-- Records provided --
==========
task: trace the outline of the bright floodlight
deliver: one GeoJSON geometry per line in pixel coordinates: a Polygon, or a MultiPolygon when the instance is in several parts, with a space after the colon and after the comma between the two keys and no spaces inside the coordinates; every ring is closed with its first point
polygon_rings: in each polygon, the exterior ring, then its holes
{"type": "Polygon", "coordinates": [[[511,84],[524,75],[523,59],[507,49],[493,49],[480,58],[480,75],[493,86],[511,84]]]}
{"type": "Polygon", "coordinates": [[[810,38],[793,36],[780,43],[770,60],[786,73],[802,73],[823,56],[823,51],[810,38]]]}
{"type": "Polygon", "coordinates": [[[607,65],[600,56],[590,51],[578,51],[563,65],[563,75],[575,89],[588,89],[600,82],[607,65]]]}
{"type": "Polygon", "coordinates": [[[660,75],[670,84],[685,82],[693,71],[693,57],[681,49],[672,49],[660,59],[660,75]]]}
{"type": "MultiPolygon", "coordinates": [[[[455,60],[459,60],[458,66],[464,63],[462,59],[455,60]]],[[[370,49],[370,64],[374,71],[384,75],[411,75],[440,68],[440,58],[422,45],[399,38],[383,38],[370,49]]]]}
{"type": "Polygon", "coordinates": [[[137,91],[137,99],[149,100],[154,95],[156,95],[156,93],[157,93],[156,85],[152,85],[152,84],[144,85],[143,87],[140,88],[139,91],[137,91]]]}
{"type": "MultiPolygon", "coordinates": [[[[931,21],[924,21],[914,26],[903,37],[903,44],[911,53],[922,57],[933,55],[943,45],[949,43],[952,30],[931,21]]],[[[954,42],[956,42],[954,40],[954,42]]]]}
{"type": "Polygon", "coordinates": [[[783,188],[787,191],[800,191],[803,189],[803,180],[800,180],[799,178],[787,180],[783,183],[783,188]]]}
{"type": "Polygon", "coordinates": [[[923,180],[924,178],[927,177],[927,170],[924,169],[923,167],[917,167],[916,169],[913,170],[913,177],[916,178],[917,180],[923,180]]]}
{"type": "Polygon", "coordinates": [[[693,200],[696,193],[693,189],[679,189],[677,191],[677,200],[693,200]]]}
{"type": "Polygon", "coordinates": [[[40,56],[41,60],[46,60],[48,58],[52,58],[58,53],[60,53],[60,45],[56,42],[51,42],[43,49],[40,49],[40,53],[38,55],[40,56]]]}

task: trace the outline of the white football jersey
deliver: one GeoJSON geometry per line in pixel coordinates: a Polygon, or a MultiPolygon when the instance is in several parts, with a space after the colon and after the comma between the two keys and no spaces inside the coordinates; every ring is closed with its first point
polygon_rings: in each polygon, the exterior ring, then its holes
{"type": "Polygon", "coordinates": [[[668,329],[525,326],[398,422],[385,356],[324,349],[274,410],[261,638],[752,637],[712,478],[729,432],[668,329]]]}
==========
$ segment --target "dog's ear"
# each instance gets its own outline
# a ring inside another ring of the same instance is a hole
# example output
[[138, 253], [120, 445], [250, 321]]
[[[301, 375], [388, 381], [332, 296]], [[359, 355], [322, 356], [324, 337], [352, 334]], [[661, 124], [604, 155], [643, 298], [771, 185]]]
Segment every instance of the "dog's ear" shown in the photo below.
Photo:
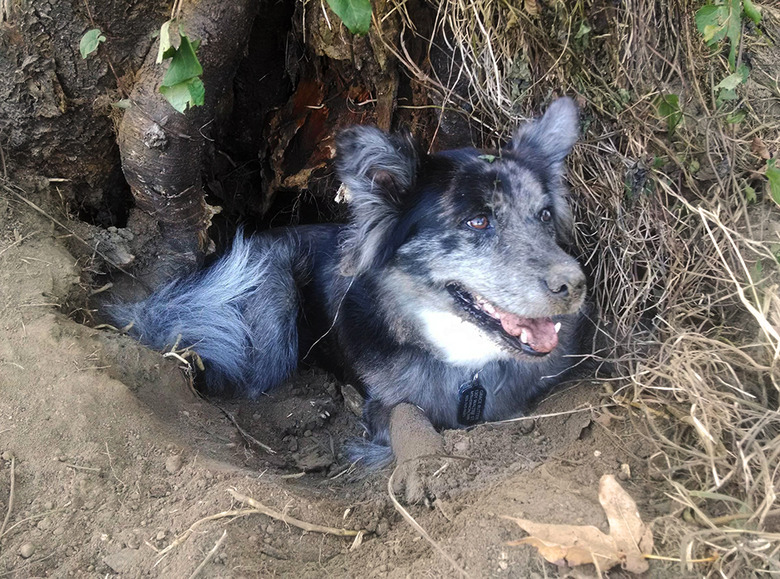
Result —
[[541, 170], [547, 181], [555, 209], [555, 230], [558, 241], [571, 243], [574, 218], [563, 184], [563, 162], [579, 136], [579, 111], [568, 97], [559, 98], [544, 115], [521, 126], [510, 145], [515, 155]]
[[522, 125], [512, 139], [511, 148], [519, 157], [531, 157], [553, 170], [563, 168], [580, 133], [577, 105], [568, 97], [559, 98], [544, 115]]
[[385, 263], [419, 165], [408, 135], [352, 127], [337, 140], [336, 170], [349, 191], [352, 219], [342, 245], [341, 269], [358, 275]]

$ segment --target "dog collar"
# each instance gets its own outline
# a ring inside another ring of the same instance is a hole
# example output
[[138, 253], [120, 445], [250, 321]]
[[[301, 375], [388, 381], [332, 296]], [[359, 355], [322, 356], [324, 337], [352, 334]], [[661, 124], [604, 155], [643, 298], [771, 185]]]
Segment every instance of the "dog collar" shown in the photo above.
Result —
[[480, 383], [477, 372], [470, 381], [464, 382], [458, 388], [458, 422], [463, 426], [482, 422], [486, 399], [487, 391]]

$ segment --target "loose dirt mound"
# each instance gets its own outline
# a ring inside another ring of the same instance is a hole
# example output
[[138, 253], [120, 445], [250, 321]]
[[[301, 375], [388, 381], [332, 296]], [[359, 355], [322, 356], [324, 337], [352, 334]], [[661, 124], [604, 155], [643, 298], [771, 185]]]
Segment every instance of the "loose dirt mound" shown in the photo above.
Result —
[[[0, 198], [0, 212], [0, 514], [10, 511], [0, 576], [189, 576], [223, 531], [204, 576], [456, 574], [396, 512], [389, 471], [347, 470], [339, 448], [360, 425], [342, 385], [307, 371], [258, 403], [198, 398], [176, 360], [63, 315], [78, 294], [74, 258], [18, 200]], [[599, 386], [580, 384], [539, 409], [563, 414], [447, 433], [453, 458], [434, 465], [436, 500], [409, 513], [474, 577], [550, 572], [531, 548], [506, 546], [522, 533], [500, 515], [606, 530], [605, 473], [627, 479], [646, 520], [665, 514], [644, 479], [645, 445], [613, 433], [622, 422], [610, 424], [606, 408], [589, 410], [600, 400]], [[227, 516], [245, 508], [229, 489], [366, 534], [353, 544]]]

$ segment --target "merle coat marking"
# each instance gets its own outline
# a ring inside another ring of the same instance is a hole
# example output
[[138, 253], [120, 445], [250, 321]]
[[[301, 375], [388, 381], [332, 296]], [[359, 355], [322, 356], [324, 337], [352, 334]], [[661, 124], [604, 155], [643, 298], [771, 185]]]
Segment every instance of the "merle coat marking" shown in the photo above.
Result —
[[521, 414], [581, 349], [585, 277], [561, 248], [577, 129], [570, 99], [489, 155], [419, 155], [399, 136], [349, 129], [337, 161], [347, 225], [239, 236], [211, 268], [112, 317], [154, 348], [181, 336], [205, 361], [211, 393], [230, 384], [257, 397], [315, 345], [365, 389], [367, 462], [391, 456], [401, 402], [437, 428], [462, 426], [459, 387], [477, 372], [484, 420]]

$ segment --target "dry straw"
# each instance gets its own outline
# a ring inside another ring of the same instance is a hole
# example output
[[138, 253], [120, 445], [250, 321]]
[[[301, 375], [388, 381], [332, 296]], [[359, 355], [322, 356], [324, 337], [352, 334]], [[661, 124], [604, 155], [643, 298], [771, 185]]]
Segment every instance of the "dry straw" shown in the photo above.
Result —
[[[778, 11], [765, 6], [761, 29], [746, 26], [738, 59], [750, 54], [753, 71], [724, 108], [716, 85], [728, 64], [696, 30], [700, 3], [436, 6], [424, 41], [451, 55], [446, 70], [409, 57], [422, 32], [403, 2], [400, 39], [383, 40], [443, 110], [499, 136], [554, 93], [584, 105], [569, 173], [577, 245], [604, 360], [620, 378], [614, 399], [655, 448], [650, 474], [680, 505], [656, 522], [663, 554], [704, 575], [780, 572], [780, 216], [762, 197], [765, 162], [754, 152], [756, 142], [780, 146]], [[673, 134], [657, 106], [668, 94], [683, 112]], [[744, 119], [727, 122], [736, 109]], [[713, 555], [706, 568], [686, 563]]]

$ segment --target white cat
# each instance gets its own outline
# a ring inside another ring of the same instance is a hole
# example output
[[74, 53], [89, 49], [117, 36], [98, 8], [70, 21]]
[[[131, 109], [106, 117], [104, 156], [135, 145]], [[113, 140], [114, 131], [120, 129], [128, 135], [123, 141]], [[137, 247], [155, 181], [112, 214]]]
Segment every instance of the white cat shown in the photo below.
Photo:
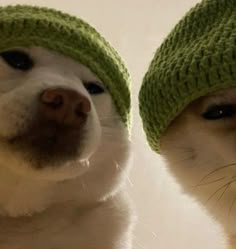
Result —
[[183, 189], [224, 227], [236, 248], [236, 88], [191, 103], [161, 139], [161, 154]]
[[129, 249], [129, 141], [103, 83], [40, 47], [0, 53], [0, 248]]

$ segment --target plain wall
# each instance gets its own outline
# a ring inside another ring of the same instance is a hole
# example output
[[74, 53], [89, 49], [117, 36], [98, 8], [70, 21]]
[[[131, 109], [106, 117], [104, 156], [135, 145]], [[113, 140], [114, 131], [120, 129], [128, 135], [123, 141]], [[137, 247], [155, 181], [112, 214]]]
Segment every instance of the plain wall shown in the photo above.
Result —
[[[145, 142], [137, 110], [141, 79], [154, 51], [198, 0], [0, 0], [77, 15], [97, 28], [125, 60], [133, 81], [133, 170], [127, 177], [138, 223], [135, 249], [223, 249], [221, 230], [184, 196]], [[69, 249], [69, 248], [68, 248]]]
==========
-- Work required --
Count of lines holding the string "plain": please work it out for the entries above and give the number alone.

-- Written response --
2